* [Exercise A]:
In the court opinion on the Children's Motrin claims, what conditions make a supplier liable under the quoted Restatement (Second) of Torts § 388 standard? Answer in one to three sentences.
* [Exercise B]:
Carry on the court opinion on the Children's Motrin claims, starting after its last sentence.

* [Source text]:

= Beginning of Section =

Plaintiff's Complaint contains seven counts: (1) negligence, (2) strict liability under Restatement (Second) of Torts § 402A, (3) strict liability under Restatement (Second) of Torts § 402B, (4) breach of express warranty, (5) breach of implied warranty of merchantability, (6) violation of consumer protection law and (7) punitive damages. The first two counts each assert multiple theories of liability. In Count I, plaintiff alleges defendants were negligent in their failure to warn of the dangers of Children's Motrin, and in their testing, marketing and design of the product. In Count II, plaintiff claims defendants are strictly liable for her injuries for their failure to warn of the dangers of Children's Motrin, and design and manufacturing defects in the product.

The Court concludes that granting defendants' motion for summary judgment is appropriate on all claims other than plaintiff's failure-to-warn claims and her claim for punitive damages. As to those claims, the Court denies defendants' motion. The Court addresses each claim in turn.

A. Failure–To–Warn Claims

Plaintiff asserts both negligent and strict liability failure-to-warn claims against all defendants. To succeed on her negligence claim, plaintiff must meet the standard set forth in the Restatement (Second) of Torts § 388. See Overbeck v. Cates, 700 A.2d 970, 972 (Pa.Super.Ct.1997). That section provides:

One who supplies directly or through a third person a chattel for another to use is subject to liability to those whom the supplier should expect to use the chattel with the consent of the other or to be endangered by its probable use, for physical harm caused by the use of the chattel in the manner for which and by a person for whose use it is supplied, if the supplier

(a) knows or has reason to know that the chattel is or is likely to be dangerous for the use for which it is supplied, and

(b) has no reason to believe that those for whose use the chattel is supplied will realize its dangerous condition, and (c) fails to exercise reasonable care to inform them of its dangerous condition or of the facts which make it likely to be dangerous.

= End of Section =

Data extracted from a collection

= Beginning of Section =

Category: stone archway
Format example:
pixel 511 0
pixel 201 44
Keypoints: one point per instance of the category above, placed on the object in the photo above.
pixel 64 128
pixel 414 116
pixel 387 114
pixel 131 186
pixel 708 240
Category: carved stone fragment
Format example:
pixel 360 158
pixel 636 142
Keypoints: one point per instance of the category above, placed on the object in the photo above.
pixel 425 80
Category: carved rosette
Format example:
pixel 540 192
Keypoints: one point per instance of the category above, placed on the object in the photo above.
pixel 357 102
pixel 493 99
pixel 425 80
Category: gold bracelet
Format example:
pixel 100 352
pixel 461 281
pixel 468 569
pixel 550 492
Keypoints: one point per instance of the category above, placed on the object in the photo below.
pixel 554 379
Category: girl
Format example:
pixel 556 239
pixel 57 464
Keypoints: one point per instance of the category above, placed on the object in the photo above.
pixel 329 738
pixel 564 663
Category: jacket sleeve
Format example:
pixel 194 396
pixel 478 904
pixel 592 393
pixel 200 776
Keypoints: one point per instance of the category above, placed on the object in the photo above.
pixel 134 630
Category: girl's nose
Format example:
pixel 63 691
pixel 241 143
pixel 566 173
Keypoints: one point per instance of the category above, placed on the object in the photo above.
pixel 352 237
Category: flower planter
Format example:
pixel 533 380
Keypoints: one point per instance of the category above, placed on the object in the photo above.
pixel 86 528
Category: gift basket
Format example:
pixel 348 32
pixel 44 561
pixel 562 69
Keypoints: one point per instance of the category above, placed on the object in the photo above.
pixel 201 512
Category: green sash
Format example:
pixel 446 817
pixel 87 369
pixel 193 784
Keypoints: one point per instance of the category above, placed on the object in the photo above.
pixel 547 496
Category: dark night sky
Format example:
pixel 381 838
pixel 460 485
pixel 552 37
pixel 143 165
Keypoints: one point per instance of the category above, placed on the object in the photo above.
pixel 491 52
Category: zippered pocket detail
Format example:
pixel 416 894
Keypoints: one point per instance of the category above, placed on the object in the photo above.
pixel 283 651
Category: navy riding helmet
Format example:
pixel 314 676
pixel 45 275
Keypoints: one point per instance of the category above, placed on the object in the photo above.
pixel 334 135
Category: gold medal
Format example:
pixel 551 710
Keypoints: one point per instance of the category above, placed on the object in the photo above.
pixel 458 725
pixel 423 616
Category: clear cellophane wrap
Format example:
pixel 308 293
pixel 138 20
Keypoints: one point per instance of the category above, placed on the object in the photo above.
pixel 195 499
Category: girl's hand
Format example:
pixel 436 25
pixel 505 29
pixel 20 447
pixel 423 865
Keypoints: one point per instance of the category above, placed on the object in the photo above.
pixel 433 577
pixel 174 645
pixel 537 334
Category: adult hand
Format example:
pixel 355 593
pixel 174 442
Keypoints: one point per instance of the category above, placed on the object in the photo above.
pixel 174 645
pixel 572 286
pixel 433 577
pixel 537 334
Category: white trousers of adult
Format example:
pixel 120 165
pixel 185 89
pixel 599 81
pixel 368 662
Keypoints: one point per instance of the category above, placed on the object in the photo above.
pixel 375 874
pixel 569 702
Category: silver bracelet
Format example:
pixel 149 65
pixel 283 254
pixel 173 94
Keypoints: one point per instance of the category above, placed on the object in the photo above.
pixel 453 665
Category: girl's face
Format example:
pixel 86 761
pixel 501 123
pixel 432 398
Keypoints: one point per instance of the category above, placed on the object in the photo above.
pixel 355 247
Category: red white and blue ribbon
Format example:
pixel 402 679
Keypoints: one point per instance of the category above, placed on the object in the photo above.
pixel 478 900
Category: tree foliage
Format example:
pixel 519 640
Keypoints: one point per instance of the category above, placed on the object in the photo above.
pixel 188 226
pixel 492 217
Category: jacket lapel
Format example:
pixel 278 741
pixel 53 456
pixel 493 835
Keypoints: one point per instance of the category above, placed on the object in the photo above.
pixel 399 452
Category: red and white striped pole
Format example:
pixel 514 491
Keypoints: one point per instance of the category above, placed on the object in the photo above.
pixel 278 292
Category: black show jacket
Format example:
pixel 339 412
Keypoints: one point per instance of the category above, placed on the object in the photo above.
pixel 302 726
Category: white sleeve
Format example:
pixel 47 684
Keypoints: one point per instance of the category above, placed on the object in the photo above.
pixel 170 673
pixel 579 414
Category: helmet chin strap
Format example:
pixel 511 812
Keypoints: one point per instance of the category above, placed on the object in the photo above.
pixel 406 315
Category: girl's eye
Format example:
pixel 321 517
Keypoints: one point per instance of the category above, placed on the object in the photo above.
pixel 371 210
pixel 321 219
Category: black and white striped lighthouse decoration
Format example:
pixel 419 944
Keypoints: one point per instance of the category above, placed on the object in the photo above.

= End of Section =

* [Answer box A]:
A supplier is liable if it knows or has reason to know that the chattel is or is likely to be dangerous for its intended use, has no reason to believe the intended users will realize that danger, and fails to exercise reasonable care to inform them of the dangerous condition or of the facts that make it likely to be dangerous. The liability runs to those the supplier should expect to use the chattel or to be endangered by its probable use, for physical harm caused by using it in the manner and by the person for which it was supplied.

* [Answer box B]:
On her strict liability claim, plaintiff must prove (1) that the product was defective, (2) that the defect existed when it left the hands of the defendant, and (3) that the defect caused the harm.” Schindler v. Sofamor, Inc., 774 A.2d 765, 771 (Pa.Super.Ct.2001) (citation omitted). “A product is defective due to a failure-to-warn where the product was distributed without sufficient warnings to notify the ultimate user of the dangers inherent in the product.” Donoughe v. Lincoln Elec. Co., 936 A.2d 52, 61–62 (Pa.Super.Ct.2007) (citations omitted).

Defendants raise two arguments in support of their contention that summary judgment is appropriate on the failure-to-warn claims. First, defendants contend that the claims are preempted by federal law. Second, defendants argue that plaintiff cannot prove causation based on the evidence in the record. The Court finds neither argument persuasive.

1. Preemption

As a general rule, FDA approval of a drug label does not bar recovery in a state-law failure-to-warn action. Wyeth v. Levine, 555 U.S. 555, 129 S.Ct. 1187, 1199, 173 L.Ed.2d 51 (2009); see also In re Budeprion XL Mktg. & Sales Litig., No. 09–md–2107, 2010 WL 2135625, at *16 (E.D.Pa. May 26, 2010) (“The Supreme Court in Levine broadly and unequivocally held that state law complemented federal law to ensure that drug makers market and sell only safe and effective drugs.”). To the contrary, such claims are only preempted where defendant adduces “clear evidence that the FDA would not have approved the change” that was necessary to comply with state law. Levine, 129 S.Ct. at 1198. This is an “exacting burden” that cannot be met “simply by showing that the FDA approved the label which was in place at the time of the...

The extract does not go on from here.